Did OpenShift Go Crazy? 💣 Introducing the Openshift 4 and 5 Node Control Plane Architecture

Forum|Forum|2 months ago
November 17, 2025
5 comments
157 views

eprieto
Veeam Legend

Boosting Resilience in Bare-Metal Active Active Clusters: 4 and 5 Node Control Plane Architecture (4.17 ⬆ Version)

Organizations running active-active deployments across two locations—especially those hosting stateful workloads like OpenShift Virtualization VMs that run only a single instance—depend heavily on the underlying infrastructure to guarantee availability.
While traditional virtualization platforms handle this natively, running these workloads on OpenShift bare metal introduces new architectural considerations.

The Challenge: What Happens When the Primary Site Fails? ⚠️

In typical stretched OpenShift clusters, the control plane is often deployed in a 2+1 or 1+1+1 topology.
But if the data center hosting the majority of control-plane nodes goes down:

The surviving control-plane node becomes the only source of truth for the cluster.
That single node must switch to read-write mode and act as the exclusive etcd copy.
If that node fails… recovery becomes catastrophic, especially when running stateful VMs.

■ INFORMATION SUPPLIED:
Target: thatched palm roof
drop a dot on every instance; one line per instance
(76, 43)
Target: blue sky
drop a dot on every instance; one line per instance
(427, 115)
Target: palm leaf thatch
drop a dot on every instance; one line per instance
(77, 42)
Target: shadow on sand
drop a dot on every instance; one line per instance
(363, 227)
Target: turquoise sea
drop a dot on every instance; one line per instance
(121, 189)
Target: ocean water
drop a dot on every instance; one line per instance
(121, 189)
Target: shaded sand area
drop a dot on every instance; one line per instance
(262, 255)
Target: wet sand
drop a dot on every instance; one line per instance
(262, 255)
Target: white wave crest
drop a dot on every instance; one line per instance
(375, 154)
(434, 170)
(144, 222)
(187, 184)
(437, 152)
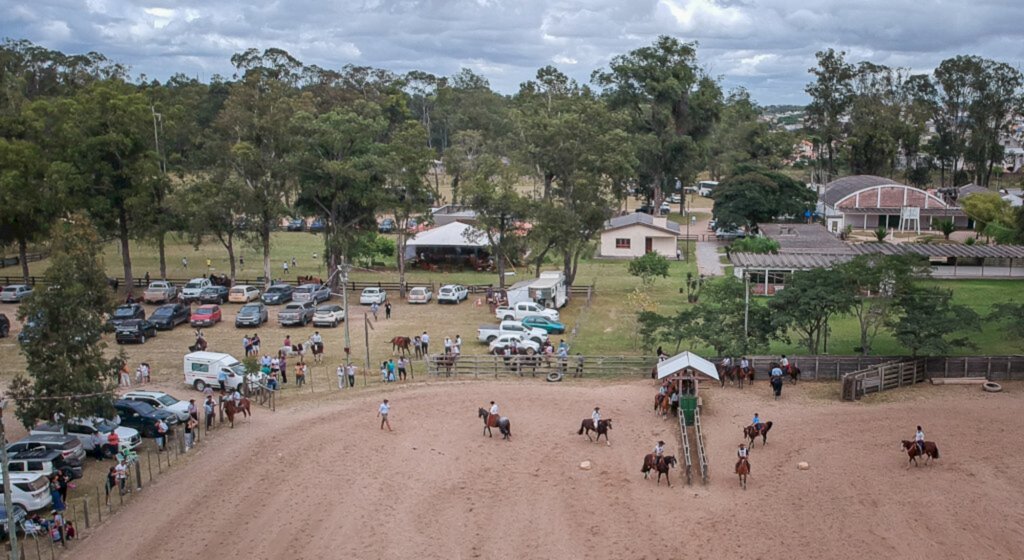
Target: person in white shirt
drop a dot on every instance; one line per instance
(382, 412)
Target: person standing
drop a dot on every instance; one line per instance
(382, 412)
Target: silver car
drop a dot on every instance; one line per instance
(311, 292)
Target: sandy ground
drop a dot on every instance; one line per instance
(323, 481)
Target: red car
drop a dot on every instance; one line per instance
(205, 315)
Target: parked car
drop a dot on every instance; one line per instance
(452, 293)
(14, 293)
(279, 293)
(373, 295)
(205, 315)
(296, 313)
(315, 293)
(29, 492)
(169, 315)
(69, 445)
(419, 294)
(142, 417)
(524, 309)
(243, 294)
(498, 345)
(193, 290)
(252, 314)
(4, 326)
(214, 294)
(161, 401)
(44, 462)
(85, 429)
(540, 321)
(329, 315)
(136, 330)
(126, 312)
(160, 292)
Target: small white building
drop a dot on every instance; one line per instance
(638, 233)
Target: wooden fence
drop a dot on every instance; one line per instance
(882, 377)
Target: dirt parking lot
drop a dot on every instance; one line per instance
(323, 480)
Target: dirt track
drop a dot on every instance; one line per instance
(323, 481)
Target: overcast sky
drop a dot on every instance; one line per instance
(764, 45)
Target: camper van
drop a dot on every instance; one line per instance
(550, 290)
(202, 370)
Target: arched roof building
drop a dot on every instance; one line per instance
(867, 202)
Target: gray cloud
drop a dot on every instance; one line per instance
(764, 45)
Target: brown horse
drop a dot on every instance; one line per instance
(662, 465)
(230, 410)
(751, 432)
(493, 421)
(400, 343)
(931, 449)
(602, 429)
(743, 469)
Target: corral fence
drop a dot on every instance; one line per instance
(519, 365)
(882, 377)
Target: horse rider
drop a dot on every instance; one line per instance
(741, 454)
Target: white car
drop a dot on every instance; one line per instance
(29, 491)
(452, 293)
(329, 315)
(500, 343)
(15, 293)
(373, 295)
(419, 295)
(161, 401)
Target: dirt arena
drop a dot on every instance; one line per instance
(323, 481)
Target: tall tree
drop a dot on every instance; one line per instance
(673, 105)
(67, 371)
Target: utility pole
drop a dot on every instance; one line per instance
(8, 506)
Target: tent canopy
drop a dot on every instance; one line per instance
(686, 359)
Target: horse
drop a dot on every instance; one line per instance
(493, 421)
(751, 432)
(931, 449)
(743, 469)
(662, 465)
(400, 343)
(230, 410)
(602, 429)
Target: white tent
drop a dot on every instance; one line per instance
(455, 234)
(681, 361)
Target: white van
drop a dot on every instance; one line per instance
(202, 370)
(29, 491)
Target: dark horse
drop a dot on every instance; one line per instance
(230, 410)
(602, 429)
(660, 465)
(493, 421)
(400, 343)
(743, 469)
(931, 449)
(752, 433)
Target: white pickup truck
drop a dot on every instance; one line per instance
(524, 309)
(487, 333)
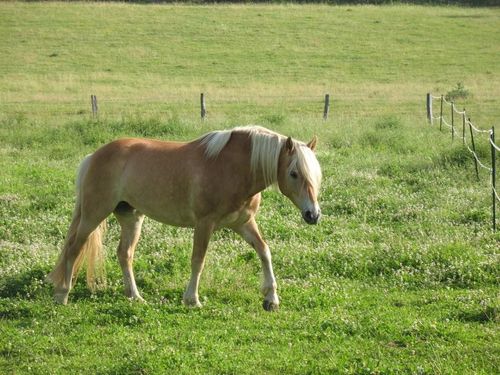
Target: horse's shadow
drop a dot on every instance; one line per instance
(25, 285)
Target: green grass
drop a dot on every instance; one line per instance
(401, 275)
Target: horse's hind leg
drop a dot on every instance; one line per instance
(84, 238)
(131, 222)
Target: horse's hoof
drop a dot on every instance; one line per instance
(192, 304)
(270, 306)
(137, 298)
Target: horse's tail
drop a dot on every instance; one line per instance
(91, 251)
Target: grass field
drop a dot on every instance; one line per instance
(401, 275)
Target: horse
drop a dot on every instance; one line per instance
(209, 183)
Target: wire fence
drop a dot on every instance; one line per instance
(453, 123)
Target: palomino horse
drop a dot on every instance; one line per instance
(210, 183)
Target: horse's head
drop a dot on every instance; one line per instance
(299, 177)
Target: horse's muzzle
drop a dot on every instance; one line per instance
(311, 217)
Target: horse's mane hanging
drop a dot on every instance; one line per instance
(266, 149)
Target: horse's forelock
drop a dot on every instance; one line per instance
(266, 149)
(308, 166)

■ SET EXERCISE:
Say whether each statement agrees with the forum post on OpenShift control planes, giving yes or no and quoting the words of the post that decide it.
(a) In typical stretched OpenShift clusters, the control plane is often deployed in a 2+1 or 1+1+1 topology.
(b) Running these workloads on traditional virtualization platforms is what introduces new architectural considerations.
(c) When the data center with most control-plane nodes goes down, the surviving control-plane node must switch to read-only mode.

■ RESULT:
(a) Yes: "In typical stretched OpenShift clusters, the control plane is often deployed in a 2+1 or 1+1+1 topology."
(b) No: "While traditional virtualization platforms handle this natively, running these workloads on OpenShift bare metal introduces new architectural considerations."
(c) No: "That single node must switch to read-write mode and act as the exclusive etcd copy."